TEXT BLOCK →
Are there dead tuples in tables?  Maybe vacuums are getting executed and
these values are not updated, for instance?

-- 
Álvaro Herrera                http://www.2ndQuadrant.com/
PostgreSQL Development, 24x7 Support, Remote DBA, Training & Services



Re: Auto-vacuum is not running in 9.1.12

From
Prakash Itnal
Date:
Hi,

@Avaro Herrera, Thanks for quick reply. I was on leave and hence not able to reply soon.

This issue was observed on customer site. However after long discussion and digging into what happened around the date 2nd May 2015, we got to know that NTP server suddenly went back in time to 1995. It remained there for some time until it is noticed and corrected. So after correcting NTP server time the whole cluster is synced to current date. After this change in time the auto-vacuum stopped. Since auto-vacuuming is triggered periodically, I doubt if this time change has affected any timer! 

So I suspect the time change is the root cause! It would be great if someone can clarify if this is the root cause for auto-vacuum stopped.


On Wed, Jun 10, 2015 at 8:19 PM, Alvaro Herrera <alvherre@2ndquadrant.com> wrote:
Prakash Itnal wrote:
> Hello,
>
> Recently we encountered a issue where the disc space is continuously
> increasing towards 100%. Then a manual vacuum freed the disc space. But
> again it is increasing. When digged more it is found that auto-vacuuming
> was not running or it is either stucked/hanged.

Hm, we have seen this on Windows, I think.

Is the "stats collector" process running?  Is it stuck?

If you attach to process 6504 (autovac launcher), what's the backtrace?

> 4) Last run auto-vacuum:
> SELECT now(), schemaname, relname, last_vacuum, last_autovacuum, vacuum_count, autovacuum_count FROM pg_stat_user_tables;
>
>               now              | schemaname |    relname    | last_vacuum |        last_autovacuum        | vacuum_count | autovacuum_count
> -------------------------------+------------+---------------+-------------+-------------------------------+--------------+------------------
>  2015-06-10 01:03:03.574212+02 | public     | abcd          |             | 2015-04-18 00:52:35.008874+02 |            0 |                2
>  2015-06-10 01:03:03.574212+02 | public     | xyz           |             | 2015-05-02 06:01:35.220651+02 |            0 |               20
>
> NOTE: I changed the relname for above two tables due to confidentiality.

TASKS TO COMPLETE →
1 – Summarize the auto-vacuum thread in two sentences.
2 – Write the next part of the auto-vacuum thread, picking up right after its final line.

Entries for pointing at named objects →

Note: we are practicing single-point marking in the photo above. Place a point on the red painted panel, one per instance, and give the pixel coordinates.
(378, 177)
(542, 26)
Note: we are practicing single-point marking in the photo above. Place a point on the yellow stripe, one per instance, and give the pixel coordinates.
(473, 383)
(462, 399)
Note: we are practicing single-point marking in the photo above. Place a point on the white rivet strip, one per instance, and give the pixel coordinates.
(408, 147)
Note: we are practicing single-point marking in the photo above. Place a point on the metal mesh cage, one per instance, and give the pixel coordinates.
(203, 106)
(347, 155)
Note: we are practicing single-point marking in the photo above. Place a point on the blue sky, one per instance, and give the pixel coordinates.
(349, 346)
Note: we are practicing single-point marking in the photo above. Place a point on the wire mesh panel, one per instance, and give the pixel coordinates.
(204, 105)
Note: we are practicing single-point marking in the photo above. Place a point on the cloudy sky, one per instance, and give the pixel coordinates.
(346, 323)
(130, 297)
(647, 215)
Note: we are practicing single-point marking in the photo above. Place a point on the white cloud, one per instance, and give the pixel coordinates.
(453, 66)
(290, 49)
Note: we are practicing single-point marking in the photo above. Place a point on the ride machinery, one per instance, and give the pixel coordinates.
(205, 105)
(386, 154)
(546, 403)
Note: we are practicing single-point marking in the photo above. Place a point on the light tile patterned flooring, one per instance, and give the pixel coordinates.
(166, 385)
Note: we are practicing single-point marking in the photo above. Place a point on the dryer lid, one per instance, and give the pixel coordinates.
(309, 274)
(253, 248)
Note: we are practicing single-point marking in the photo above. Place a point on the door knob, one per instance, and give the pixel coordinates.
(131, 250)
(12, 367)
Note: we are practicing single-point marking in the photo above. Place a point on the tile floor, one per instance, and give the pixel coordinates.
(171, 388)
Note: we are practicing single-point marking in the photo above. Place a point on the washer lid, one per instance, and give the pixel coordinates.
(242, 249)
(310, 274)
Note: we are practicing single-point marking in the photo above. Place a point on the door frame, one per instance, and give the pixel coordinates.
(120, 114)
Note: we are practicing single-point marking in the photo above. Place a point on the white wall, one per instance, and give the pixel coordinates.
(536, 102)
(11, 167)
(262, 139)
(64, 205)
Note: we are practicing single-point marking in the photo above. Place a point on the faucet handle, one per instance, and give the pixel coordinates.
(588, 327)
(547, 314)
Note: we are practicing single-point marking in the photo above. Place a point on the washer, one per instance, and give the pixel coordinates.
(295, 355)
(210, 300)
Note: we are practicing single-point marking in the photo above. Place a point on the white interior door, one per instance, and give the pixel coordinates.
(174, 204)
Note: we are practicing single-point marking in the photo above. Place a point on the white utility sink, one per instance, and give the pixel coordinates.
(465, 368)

OUTPUTS BY TASK →
1 – Prakash Itnal reports that disk space kept climbing toward 100% because PostgreSQL auto-vacuum was not running, and Álvaro Herrera asks whether the tables have dead tuples, whether the stats collector is running or stuck, and what backtrace the autovacuum launcher process shows. Prakash replies that around May 2, 2015, the customer's NTP server jumped back to 1995, auto-vacuum stopped after the time was corrected, and he suspects this time change is the root cause.

2 –
Are there dead tuples in tables?  Maybe vacuums are getting executed and
these values are not updated, for instance?

--
Álvaro Herrera                http://www.2ndQuadrant.com/
PostgreSQL Development, 24x7 Support, Remote DBA, Training & Services



--
Cheers,
Prakash

Re: Auto-vacuum is not running in 9.1.12

From
Prakash Itnal
Date:
Hi,

Currently the issue is easily reproducible. Steps to reproduce:
* Set some aggressive values for auto-vacuuming.
* Run a heavy database update/delete/insert queries. This leads to invoking auto-vacuuming in quick successions. 
* Change the system time to older for eg. 1995-01-01

Suddenly auto-vacuuming stops working. Even after changing system time back to current time, the auto-vacuuming did not resume.

So the question is, "does postrges supports system time changes?". 


On Tue, Jun 16, 2015 at 10:12 AM, Prakash Itnal <prakash074@gmail.com> wrote:
Hi,

@Avaro Herrera, Thanks for quick reply. I was on leave and hence not able to reply soon.

This issue was observed on customer site. However after long discussion and digging into what happened around the date 2nd May 2015, we got to know that NTP server suddenly went back in time to 1995. It remained there for some time until it is noticed and corrected. So after correcting NTP server time the whole cluster is synced to current date. After this change in time the auto-vacuum stopped. Since auto-vacuuming is triggered periodically, I doubt if this time change has affected any timer! 

So I suspect the time change is the root cause! It would be great if someone can clarify if this is the root cause for auto-vacuum stopped.


On Wed, Jun 10, 2015 at 8:19 PM, Alvaro Herrera <alvherre@2ndquadrant.com> wrote:
Prakash Itnal wrote:
> Hello,
>
> Recently we encountered a issue where the disc space is continuously
> increasing towards 100%. Then a manual vacuum freed the disc space. But
> again it is increasing. When digged more it is found that auto-vacuuming
> was not running or it is either stucked/hanged.

Hm, we have seen this on Windows, I think.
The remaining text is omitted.